-- Records provided --
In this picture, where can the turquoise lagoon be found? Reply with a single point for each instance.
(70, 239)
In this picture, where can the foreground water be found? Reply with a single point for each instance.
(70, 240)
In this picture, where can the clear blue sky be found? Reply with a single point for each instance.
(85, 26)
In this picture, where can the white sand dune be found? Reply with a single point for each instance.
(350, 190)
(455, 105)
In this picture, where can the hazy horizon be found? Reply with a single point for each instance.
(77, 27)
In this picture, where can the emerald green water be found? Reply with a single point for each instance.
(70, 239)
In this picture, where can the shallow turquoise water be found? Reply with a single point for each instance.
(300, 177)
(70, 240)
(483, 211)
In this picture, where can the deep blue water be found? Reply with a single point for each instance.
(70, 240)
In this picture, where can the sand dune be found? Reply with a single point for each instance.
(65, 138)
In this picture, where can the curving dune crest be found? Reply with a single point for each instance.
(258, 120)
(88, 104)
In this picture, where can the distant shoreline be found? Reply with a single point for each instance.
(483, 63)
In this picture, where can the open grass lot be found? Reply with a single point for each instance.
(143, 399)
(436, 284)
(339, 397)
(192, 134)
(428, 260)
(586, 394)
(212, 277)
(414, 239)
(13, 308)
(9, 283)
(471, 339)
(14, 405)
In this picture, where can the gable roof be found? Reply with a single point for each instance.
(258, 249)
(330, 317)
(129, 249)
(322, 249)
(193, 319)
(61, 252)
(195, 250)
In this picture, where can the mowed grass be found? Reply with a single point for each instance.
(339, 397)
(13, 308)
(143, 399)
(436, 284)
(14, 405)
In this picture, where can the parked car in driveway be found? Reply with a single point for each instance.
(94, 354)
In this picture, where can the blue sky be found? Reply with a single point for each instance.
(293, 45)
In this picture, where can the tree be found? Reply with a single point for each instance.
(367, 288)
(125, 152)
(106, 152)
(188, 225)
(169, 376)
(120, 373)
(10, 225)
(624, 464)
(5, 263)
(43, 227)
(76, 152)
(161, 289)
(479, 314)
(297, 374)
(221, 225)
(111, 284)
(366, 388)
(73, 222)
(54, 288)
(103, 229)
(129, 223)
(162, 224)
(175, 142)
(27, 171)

-- Set problem --
Render all the items above as a two-column CSV with the headers "text" and "answer" and one row per item. Put each item's text and its answer in a single quoted field, with line breaks turned into spaces.

-- Answer --
text,answer
"In this picture, where can the turquoise lagoon be found? Reply with a single point for each instance.","(70, 239)"
"In this picture, where can the foreground water be found? Reply with a single point for each instance.","(70, 240)"
"In this picture, where can the clear blue sky be found? Reply with a single point for each instance.","(85, 26)"
"In this picture, where can the white sand dune be found? Reply with a single point for each instance.","(350, 190) (455, 105)"
"In this picture, where can the hazy horizon be found? Reply with a single point for each instance.","(77, 27)"
"In this picture, where can the emerald green water be found? Reply with a single point for each instance.","(70, 239)"
"In this picture, where can the shallow turquoise water be found? Reply with a single point for each instance.","(300, 177) (70, 240) (483, 211)"
"In this picture, where can the deep blue water be found? Reply with a single point for each instance.","(70, 240)"
"In this picture, where can the sand dune be found? Reply with a single point for each instance.","(65, 138)"
"In this picture, where can the curving dune crest be found? Reply with a single point for each instance.","(258, 120) (88, 104)"
"In this picture, where can the distant shoreline be found? Reply with a single point for each instance.","(483, 63)"
"In this picture, where can the open grass lot be found? Reply with a single point for each instance.","(143, 399) (436, 284) (339, 397) (192, 134) (428, 260) (586, 394) (212, 277) (414, 239) (13, 308) (9, 283) (471, 339) (14, 405)"
"In this picture, where can the gable roof be found? Reply with a single point for each instance.","(258, 249) (330, 317) (129, 249) (322, 249) (193, 319) (61, 252) (195, 250)"
"In this picture, where can the mowed grass be found? Reply with a single point for each instance.","(339, 397) (13, 308) (143, 399) (436, 284) (14, 405)"
"In this picture, where can the parked car in driveway be found? Reply with a single point for each instance.","(94, 354)"
"In this picture, where can the blue sky be found? Reply with a single point for each instance.","(293, 45)"
"In this picture, where can the tree be found? Reply with a single point for each instance.","(367, 288) (125, 152) (106, 152) (188, 225) (169, 376) (120, 373) (10, 225) (624, 464) (5, 263) (43, 227) (76, 152) (161, 289) (479, 314) (297, 374) (221, 225) (111, 284) (366, 388) (73, 222) (54, 288) (103, 229) (129, 223) (162, 224) (175, 142) (27, 171)"